▸ Directions:
Without including the pictures, copy out every line below.

▸ Data excerpts:
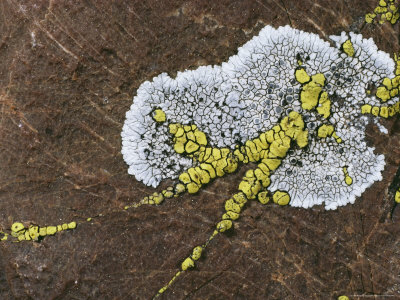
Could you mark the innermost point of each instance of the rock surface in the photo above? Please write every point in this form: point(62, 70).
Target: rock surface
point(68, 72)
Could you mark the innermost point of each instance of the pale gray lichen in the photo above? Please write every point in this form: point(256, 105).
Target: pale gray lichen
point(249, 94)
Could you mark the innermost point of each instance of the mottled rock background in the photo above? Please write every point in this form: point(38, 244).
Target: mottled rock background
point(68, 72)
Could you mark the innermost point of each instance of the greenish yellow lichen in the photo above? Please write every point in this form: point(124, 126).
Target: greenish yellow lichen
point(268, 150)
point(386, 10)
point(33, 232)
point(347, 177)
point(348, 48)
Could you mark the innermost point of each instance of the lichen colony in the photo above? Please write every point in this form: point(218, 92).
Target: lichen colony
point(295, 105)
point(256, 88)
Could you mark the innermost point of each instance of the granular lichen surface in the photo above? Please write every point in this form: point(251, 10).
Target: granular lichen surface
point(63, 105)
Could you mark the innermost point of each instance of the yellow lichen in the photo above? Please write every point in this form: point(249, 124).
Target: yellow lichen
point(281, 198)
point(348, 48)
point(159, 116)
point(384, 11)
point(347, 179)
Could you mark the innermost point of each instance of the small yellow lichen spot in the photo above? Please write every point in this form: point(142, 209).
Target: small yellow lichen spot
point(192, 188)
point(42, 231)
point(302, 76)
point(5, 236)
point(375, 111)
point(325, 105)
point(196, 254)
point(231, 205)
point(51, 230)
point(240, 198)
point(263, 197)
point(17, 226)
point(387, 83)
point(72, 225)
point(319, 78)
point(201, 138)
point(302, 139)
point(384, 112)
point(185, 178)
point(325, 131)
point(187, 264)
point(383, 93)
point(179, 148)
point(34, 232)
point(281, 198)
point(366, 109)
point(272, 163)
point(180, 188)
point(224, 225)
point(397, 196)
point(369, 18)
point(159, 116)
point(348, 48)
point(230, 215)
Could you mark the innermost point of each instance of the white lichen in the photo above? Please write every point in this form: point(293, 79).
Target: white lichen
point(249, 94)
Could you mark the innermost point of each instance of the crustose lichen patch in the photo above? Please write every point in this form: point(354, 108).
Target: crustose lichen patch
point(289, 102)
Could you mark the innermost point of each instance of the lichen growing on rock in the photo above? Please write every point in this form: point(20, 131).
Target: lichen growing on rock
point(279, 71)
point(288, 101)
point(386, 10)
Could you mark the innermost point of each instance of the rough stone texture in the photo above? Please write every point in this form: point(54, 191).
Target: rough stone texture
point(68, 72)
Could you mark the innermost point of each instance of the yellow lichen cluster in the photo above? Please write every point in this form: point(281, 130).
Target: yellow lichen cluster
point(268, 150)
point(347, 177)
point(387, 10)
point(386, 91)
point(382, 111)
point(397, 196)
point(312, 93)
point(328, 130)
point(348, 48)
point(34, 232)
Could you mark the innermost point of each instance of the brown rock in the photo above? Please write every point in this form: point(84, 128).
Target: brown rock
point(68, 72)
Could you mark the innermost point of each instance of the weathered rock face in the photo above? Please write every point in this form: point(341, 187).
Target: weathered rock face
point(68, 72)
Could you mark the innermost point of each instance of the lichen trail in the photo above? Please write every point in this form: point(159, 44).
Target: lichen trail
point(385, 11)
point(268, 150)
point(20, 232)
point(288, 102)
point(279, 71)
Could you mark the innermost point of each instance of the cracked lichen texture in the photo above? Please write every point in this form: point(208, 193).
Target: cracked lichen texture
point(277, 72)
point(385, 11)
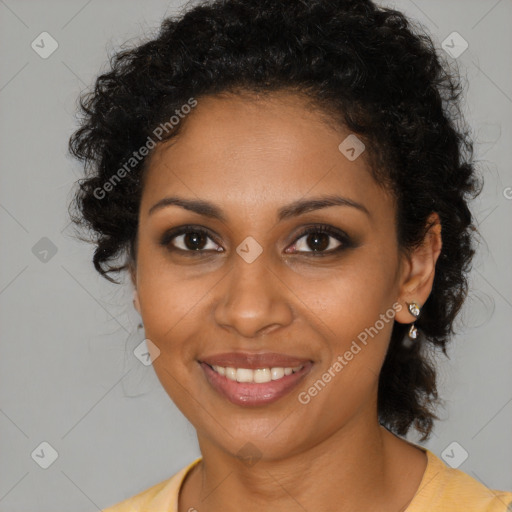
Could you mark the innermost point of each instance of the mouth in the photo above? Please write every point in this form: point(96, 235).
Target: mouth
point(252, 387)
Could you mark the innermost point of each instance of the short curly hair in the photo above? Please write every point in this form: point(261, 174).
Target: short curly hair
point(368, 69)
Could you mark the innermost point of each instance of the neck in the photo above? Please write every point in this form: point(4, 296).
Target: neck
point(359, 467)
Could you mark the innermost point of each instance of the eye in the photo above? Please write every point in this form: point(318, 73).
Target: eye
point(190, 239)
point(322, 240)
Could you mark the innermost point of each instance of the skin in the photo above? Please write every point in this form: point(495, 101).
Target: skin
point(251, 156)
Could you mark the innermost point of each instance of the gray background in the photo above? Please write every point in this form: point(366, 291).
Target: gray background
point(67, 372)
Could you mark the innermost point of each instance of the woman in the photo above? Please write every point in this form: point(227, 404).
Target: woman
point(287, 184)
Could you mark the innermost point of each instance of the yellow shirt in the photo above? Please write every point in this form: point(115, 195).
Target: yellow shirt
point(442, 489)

▸ Exercise solution:
Could you mark the innermost point of each instance of the rock surface in the photo above? Please write every point in this form: point(62, 70).
Target: rock surface
point(68, 72)
Could you mark the innermost point of each instance of the pale gray lichen in the photo above? Please write every point in this form: point(256, 105).
Target: pale gray lichen
point(249, 94)
Could you mark the innermost point of each instance of the mottled rock background in the photo above? Please write every point in this form: point(38, 244).
Target: mottled rock background
point(68, 72)
Could you mark the innermost point of each instance of the greenish yellow lichen in the photo above? Please write every point in this form: point(124, 126).
Target: greenish yellow lichen
point(268, 150)
point(386, 10)
point(33, 232)
point(347, 177)
point(348, 48)
Could you mark the innermost point of each instance of the lichen colony in the photo above? Please write every point in this form: point(218, 92).
Target: lichen colony
point(295, 105)
point(256, 88)
Could you mark the innermost point of each instance of the granular lichen surface in the photo above? Please write every point in this form: point(251, 10).
Target: granular lichen surface
point(63, 105)
Could you mark the innermost point of each instance of the yellow lichen in the photo above? Please write every point in this form: point(249, 124).
Target: yellow lichen
point(281, 198)
point(348, 48)
point(159, 116)
point(384, 11)
point(347, 179)
Could you mark the innermost point of each instance of the small yellow lichen spot in the photo above? Please write every point in this form: point(142, 209).
Target: small yellow lichen spot
point(192, 188)
point(42, 231)
point(302, 76)
point(5, 236)
point(375, 111)
point(325, 105)
point(196, 254)
point(231, 205)
point(51, 230)
point(240, 198)
point(263, 197)
point(17, 226)
point(387, 83)
point(72, 225)
point(319, 78)
point(201, 138)
point(302, 139)
point(384, 112)
point(185, 178)
point(325, 131)
point(187, 264)
point(383, 93)
point(179, 148)
point(34, 232)
point(281, 198)
point(366, 109)
point(272, 163)
point(180, 188)
point(224, 225)
point(397, 196)
point(369, 18)
point(159, 116)
point(348, 48)
point(230, 215)
Could you mark the innermost point of each instance of the white lichen in the photo above? Please write every point in this form: point(293, 79).
Target: white lichen
point(249, 94)
Could you mark the innermost point of each instance of the crustose lichen patch in the photo above? Please write every point in this form: point(354, 108).
Target: crustose lichen patch
point(289, 102)
Could you mark the innermost point of each instance of the lichen growing on rock in the photo above? Please write every point in this form: point(20, 131).
Target: lichen growing on rock
point(279, 71)
point(288, 101)
point(386, 10)
Could you mark the innermost point of each instance of the rough stone texture in the photo above? Please write every point in this form: point(54, 191).
Target: rough stone texture
point(68, 72)
Could you mark the innermost point of each instance of the yellow lichen cluster in the photo above? Please write every point in this form: point(281, 130).
Target: yellow lichen cluster
point(268, 150)
point(347, 177)
point(387, 10)
point(386, 91)
point(382, 111)
point(397, 196)
point(312, 93)
point(328, 130)
point(348, 48)
point(34, 232)
Could you mark the innermost point of each instance of the brown rock in the photo above? Please write every point in this form: point(84, 128).
Target: brown rock
point(68, 72)
Could you mark the innermost point of each instance of the weathered rock face in the photo above? Please write every point in this form: point(341, 187).
Target: weathered rock face
point(68, 72)
Could you mark the innermost point of each instance of the lichen trail in the photo above? Please write every point in this form: point(159, 44).
Target: lichen trail
point(385, 11)
point(268, 150)
point(20, 232)
point(288, 102)
point(279, 71)
Could you mark the innermost point of each instance of the cracked lichen texture in the photo above? Please write every point in this form: point(208, 193).
Target: cracked lichen texture
point(277, 72)
point(385, 11)
Could you mark the innermost point of each instance of the mouth in the photo above? Please write every point in this form: point(96, 235).
Target: mouth
point(252, 387)
Could you mark the innermost point of each instance of the short curly hair in the photo above? Please write every point in this form: point(261, 174).
Target: short curly hair
point(368, 69)
Could you mark the innermost point of each instance of the neck in the photo above? Please write every point in this form: point(4, 296).
Target: neck
point(359, 467)
Could you mark the innermost point of each instance of the eye in the photo above? Please write every point in this form: point(318, 73).
Target: eye
point(190, 239)
point(322, 240)
Could you mark the innermost point of each instance of the skin in the photo above? Please write every point in this form: point(495, 101).
Target: skin
point(251, 156)
Could you mark the innermost point of each instance of the gray background in the photo above? Please write every point in this form: point(366, 291).
Target: gray background
point(67, 372)
Could you mark the innermost point of each instance of the woman in the photo above? Please write every point in this form: point(227, 404).
Target: woman
point(287, 184)
Could you mark the innermost point of each instance of the yellow shirt in the photo above? Please write every point in this form: point(115, 195).
Target: yellow shirt
point(442, 489)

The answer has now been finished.